▸ **What you should do**
Pick out every line in the records below that contains the word "above" and copy each of those lines.

--------------------------------------------------

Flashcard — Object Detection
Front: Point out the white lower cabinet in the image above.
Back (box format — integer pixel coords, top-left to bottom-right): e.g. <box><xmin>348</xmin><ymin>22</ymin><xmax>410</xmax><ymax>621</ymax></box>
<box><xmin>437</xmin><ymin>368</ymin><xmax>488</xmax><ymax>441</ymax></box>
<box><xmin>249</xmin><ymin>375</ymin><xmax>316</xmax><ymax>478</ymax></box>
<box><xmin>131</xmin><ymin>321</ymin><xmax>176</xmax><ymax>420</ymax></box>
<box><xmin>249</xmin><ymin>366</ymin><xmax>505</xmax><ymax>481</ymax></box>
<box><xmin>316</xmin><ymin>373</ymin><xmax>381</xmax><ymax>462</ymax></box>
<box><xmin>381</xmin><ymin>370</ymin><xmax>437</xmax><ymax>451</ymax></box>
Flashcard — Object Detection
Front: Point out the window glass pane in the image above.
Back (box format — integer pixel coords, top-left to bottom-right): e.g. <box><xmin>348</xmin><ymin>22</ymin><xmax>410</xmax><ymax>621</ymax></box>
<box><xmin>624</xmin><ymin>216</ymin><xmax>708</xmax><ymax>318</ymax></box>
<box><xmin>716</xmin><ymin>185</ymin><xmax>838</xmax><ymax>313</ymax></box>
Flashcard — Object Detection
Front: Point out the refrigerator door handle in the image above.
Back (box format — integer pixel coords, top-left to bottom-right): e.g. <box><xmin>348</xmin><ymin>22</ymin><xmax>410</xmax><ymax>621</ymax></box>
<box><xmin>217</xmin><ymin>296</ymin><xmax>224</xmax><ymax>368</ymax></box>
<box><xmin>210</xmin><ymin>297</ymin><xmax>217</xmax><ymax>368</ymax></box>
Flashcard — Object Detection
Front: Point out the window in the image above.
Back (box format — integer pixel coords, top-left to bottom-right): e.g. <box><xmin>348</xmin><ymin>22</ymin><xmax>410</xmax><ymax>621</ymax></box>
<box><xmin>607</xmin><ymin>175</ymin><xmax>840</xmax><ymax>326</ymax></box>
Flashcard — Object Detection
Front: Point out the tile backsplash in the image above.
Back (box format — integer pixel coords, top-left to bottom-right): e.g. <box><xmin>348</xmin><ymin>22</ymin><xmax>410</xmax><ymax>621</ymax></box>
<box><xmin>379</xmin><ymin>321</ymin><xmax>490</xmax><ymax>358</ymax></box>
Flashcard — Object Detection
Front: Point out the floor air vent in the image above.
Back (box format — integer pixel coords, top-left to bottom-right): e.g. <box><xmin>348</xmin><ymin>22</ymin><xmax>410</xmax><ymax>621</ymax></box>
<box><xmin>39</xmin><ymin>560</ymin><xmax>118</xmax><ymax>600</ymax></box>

--------------------------------------------------

▸ **Exercise solution**
Front: Point out the white lower cabinet in the image above.
Front: Point out the window glass pane in the image above.
Front: Point out the refrigerator door handle in the image above.
Front: Point out the window in the image above.
Front: Point out the tile backsplash in the image above.
Front: Point out the floor air vent in the image above.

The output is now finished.